▶ _TASK TO CARRY OUT_
Do these statements agree with the article below on Delaware's End Of Life Options Act? Answer yes or no for each, quoting the words that decide it. (a) A consulting physician would have to confirm the attending doctor's diagnosis. (b) A patient could receive the drugs 10 days after the initial request. (c) The committee passed the measure two years ago.

▶ _DOCUMENT EXCERPT_

---

Baumbach on “End Of Life Options” act: “This is a death and death question issue”

It's a case of deja-vu in Delaware.

House Bill 160, also known as the End Of Life Options Act, would legalize doctor-assisted suicide and is being considered once again. The measure was tabled in the committee two years ago when it was first introduced by District 23 Representative Paul Baumbach of Newark.

"This is not a life and death question issue. This is a death and death question issue," Representative Baumbach told 47ABC on Wednesday.

Under the act, it would allow an adult diagnosed with a terminal illness who is expected to die within six months to request prescription medicine to end his or her life. A consulting physician would have to confirm the attending doctor's diagnosis.

Baumbach says the purpose of the measure is to give more options.

"If you go to any senior center across the state, up and down the state…and you sit down and you lunch with people and you talk about this issue,  they know it because they've got friends who have gone through this," he explains.

The patient would also have to make both oral and written requests, plus wait at least 15 days after the initial request before receiving the drugs; however, this type of legislation has not come without pushback.

The Disability Rights Education and Defense Fund has publicly opposed the legalization of assisted suicide in the past. Of the several arguments presented by the policy center, they describe managed care and assisted suicide as "a deadly mix".

The organization claims the impact of legalizing assisted suicide would fall hardest on socially and economically disadvantaged people who have less access to medical resources.

Baumbach says he's prepared for opposition on this admittedly controversial measure.

"Yes, were going to hear from bishops and cardinals who oppose it and we want to hear from them," he says. "But I want my legislators to hear from their constituents and their constituents understand this."

Milford resident Tressie Fullmore says she doesn't see a problem with doctor-assisted suicide.

"My mother has chronic pain all the time and I could understand where if she was going to be diagnosed with a terminally disease and only had six months…if she wanted to go ahead and do it, that's her own opinion. That's what she wants to do, then let her do it," says Fullmore. "We're entitled to our own selves."

Passage or not, Baumbach says the issue of assisted suicide is clearly not simple and adds it's going to take time for the public to understand the issue alone.

This bill has been assigned to the House Health and Human Development Committee. The next step is finding a date for the measure to be heard.

---

▶ _PROVIDED INFORMATION_
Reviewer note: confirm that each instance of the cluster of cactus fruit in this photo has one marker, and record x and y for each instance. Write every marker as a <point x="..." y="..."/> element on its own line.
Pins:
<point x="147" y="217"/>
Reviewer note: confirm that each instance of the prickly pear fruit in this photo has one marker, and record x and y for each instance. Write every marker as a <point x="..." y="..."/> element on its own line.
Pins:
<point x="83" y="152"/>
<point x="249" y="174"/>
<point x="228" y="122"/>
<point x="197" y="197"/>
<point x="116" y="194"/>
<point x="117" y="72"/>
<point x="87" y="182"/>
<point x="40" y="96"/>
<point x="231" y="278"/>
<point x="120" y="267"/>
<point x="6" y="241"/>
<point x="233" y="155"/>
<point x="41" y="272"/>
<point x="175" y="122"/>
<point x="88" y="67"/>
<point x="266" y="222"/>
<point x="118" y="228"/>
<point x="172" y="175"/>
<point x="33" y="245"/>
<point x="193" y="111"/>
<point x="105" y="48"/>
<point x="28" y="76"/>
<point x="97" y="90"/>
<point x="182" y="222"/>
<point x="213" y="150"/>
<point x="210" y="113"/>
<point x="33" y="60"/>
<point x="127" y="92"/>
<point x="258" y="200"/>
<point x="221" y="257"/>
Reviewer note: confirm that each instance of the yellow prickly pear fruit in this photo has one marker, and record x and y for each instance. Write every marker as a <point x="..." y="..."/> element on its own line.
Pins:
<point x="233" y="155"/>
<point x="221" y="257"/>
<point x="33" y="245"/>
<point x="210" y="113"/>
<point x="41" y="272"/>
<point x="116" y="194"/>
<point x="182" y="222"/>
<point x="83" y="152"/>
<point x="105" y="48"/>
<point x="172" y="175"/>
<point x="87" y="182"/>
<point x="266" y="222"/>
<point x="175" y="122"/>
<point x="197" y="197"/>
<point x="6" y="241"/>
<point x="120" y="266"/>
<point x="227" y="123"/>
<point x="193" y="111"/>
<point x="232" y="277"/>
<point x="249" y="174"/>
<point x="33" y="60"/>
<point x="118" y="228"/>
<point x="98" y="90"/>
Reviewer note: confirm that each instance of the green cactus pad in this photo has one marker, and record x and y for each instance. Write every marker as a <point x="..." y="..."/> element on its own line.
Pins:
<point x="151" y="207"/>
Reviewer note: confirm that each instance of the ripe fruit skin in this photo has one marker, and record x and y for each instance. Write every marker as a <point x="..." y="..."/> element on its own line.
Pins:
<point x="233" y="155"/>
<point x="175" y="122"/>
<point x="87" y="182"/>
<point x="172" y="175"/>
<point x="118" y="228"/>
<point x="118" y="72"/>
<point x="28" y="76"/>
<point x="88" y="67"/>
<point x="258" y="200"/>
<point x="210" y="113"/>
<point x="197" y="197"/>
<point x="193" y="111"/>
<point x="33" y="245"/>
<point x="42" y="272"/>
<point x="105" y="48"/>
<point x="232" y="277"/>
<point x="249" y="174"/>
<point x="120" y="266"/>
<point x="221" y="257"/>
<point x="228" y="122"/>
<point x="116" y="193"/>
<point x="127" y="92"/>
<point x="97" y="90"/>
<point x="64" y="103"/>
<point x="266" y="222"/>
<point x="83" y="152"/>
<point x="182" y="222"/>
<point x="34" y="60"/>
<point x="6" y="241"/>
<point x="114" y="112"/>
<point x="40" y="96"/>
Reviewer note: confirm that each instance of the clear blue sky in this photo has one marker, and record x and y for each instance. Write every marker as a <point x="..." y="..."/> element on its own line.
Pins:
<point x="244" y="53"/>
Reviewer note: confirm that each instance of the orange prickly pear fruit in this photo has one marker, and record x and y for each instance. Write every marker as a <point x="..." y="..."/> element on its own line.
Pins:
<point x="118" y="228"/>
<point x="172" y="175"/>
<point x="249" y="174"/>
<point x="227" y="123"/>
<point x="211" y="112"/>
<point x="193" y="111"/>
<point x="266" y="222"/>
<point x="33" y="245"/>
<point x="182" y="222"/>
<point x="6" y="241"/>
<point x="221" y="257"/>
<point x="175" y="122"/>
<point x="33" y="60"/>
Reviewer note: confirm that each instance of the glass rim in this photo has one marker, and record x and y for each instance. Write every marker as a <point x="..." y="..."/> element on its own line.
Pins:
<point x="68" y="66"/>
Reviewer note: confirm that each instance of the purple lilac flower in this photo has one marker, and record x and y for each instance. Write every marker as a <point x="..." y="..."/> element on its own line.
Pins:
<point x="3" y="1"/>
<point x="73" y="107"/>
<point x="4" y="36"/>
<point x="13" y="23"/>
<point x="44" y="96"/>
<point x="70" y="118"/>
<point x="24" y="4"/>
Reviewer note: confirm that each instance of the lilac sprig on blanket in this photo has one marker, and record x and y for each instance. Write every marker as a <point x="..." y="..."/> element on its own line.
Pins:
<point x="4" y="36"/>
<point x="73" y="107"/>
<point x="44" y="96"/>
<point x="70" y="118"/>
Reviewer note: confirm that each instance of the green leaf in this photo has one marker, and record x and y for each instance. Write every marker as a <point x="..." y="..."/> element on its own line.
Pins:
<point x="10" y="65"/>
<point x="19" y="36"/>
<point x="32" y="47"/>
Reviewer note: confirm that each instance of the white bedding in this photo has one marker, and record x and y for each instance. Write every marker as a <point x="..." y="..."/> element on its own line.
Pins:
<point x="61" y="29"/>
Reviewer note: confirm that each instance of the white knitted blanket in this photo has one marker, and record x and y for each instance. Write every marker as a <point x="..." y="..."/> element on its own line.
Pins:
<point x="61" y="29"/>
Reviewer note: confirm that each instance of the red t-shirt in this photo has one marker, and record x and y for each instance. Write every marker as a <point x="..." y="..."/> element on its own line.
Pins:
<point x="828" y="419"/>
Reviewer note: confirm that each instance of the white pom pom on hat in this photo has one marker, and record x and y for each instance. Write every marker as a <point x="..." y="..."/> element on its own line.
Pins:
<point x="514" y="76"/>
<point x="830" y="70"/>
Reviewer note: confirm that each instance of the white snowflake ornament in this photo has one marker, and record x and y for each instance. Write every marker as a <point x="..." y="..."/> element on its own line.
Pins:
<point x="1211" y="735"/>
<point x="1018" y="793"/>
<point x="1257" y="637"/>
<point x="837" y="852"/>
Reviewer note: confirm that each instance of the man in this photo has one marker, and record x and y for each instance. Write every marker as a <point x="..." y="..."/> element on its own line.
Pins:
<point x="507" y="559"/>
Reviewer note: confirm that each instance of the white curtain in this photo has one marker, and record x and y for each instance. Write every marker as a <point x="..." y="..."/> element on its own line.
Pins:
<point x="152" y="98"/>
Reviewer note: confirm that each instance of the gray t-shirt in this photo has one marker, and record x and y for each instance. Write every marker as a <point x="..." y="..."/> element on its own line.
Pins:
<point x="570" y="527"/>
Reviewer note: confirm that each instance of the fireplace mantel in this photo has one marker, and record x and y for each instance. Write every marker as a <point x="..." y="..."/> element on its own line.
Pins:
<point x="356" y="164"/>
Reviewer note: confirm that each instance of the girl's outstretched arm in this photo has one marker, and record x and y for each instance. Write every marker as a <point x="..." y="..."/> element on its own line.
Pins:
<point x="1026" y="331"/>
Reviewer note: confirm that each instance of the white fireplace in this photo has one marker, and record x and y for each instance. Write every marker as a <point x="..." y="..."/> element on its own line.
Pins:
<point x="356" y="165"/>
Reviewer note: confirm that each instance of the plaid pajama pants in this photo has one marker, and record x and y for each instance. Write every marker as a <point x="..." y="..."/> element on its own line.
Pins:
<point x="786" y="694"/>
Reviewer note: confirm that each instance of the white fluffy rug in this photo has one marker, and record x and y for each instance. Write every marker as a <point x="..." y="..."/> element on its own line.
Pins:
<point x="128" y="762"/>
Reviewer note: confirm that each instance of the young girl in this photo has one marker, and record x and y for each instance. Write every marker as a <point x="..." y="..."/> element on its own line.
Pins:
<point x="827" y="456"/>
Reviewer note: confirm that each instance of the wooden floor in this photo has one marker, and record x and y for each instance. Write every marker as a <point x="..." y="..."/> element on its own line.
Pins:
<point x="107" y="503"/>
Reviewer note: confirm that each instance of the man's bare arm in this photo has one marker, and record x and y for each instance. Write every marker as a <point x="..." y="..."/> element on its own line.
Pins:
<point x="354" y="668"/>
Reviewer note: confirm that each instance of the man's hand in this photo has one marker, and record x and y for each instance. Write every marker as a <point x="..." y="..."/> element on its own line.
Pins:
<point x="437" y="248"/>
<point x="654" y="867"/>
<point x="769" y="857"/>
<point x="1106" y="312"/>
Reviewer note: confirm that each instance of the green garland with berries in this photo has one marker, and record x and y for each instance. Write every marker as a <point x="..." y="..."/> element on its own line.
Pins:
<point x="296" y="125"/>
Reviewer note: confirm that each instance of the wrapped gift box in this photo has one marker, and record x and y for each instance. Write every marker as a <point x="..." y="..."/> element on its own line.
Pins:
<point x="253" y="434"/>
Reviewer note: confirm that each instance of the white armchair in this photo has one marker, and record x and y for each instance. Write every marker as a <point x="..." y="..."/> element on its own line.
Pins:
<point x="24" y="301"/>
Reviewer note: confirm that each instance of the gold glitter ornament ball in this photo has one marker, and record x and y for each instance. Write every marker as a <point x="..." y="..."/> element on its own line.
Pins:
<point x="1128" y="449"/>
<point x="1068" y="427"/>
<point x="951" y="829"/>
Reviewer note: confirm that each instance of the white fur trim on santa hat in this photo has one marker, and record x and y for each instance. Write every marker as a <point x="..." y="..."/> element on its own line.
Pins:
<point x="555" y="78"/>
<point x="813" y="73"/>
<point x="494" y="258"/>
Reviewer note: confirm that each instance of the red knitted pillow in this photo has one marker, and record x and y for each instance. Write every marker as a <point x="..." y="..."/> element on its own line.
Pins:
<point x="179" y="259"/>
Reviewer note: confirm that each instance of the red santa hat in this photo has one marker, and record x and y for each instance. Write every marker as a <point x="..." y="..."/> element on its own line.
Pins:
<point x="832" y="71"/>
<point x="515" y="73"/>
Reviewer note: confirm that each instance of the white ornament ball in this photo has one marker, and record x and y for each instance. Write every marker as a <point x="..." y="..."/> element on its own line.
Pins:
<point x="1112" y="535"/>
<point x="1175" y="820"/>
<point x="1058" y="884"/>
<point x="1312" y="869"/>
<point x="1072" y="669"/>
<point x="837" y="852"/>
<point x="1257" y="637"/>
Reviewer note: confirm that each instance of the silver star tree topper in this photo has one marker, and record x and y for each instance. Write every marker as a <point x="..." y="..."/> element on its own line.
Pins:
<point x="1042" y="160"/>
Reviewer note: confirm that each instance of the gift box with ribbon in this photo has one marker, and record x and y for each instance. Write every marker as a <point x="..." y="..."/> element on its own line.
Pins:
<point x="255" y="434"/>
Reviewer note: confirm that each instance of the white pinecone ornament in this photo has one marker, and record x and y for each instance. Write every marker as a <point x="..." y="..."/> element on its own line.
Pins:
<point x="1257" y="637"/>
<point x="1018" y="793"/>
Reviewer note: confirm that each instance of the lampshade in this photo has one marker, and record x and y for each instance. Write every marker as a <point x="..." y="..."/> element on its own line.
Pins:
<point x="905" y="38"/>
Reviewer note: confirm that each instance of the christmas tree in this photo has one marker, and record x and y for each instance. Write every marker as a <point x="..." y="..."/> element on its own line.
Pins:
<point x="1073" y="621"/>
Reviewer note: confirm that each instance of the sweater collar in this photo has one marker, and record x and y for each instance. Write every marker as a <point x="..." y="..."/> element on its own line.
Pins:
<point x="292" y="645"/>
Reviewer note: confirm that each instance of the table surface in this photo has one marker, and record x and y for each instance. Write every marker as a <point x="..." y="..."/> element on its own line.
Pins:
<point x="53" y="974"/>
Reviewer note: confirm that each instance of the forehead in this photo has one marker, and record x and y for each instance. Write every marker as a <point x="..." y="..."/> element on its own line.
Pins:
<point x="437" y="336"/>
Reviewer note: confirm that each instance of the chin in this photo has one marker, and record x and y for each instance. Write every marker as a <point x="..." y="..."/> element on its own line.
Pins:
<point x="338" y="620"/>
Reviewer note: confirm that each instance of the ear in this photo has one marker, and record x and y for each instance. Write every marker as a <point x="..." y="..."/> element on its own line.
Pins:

---

▶ _SOLUTION TO THIS EXERCISE_
(a) Yes: "A consulting physician would have to confirm the attending doctor's diagnosis."
(b) No: "wait at least 15 days after the initial request before receiving the drugs"
(c) No: "The measure was tabled in the committee two years ago"